[Source passage]:
--- START ---
Ripple effect of cancer touches us all

Published 3:51 am Sunday, April 2, 2000

By By Judy Pylate
I keep hearing rumblings of discontent whenever I mention anything about Relay of Life and the fact that the money doesn't stay in Atmore.
I have a precious first cousin who was diagnosed with breast cancer in 1992 or 1993. A mid-30s mother of two growing boys with the promise of life to see them reared into fine young men. All of a sudden that perspective was changed for all of us. Yes, I do mean all of us, because just like ripples on a pond, the fear, anger and horror eventually reached all of her extended family. We watched with so much pain and sorrow as she accepted the diagnosis and resigned herself to an early death.
In a few weeks, she was sent to a Birmingham facility to have both breasts removed and a re-evaluation in a few weeks. Radiation and chemotherapy followed, and in a few months her hair fell out and she was bald as an eagle. She was given a wig with cancer research money from Relay for Life.
Life became normal again for the next three years. Even though she tried to function normally, the chemo and radiation had taken their toll. Her energy was sapped and she was unable to accomplish as much as she used to.
Then, on a check-up three years later, CANCER was found in the uterus. Once again the old fears flooded back and the family faced the same old nightmares as before. Another surgery, another round of chemo and radiation followed courtesy of the Birmingham Cancer Treatment Center.
If you have never watched someone you love go through this ordeal, you cannot begin to understand how it affects not only the victim but the family as well.
The doctors were persistent and I'm happy to report that after the second go around, she seems to be living in spite of cancer instead of dying with it. This is not the case many times.
I've never really thought about where my money goes after the Relay for Life, but I know one thing as certain as the sunrise each morning. If my efforts and my money can help to save one human being and give them another chance at life, I will be in there pitching until I can no longer pitch.
And, if the money goes to Birmingham, Houston or any other point north, south, east or west to help other families and change other lives, then I can be proud to have been a part of it all.
--- END ---
[Your task]: Write out part of the cancer column word for word: begin at the words "Then, on a check-up" and stop after "family as well.". The lines that follow have no connection to the cancer column.

[Recorded information]:
--- START ---
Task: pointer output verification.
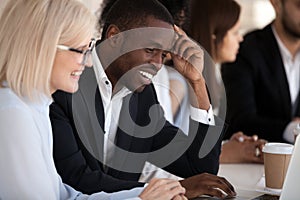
--- END ---
[Output of the task]:
Then, on a check-up three years later, CANCER was found in the uterus. Once again the old fears flooded back and the family faced the same old nightmares as before. Another surgery, another round of chemo and radiation followed courtesy of the Birmingham Cancer Treatment Center.
If you have never watched someone you love go through this ordeal, you cannot begin to understand how it affects not only the victim but the family as well.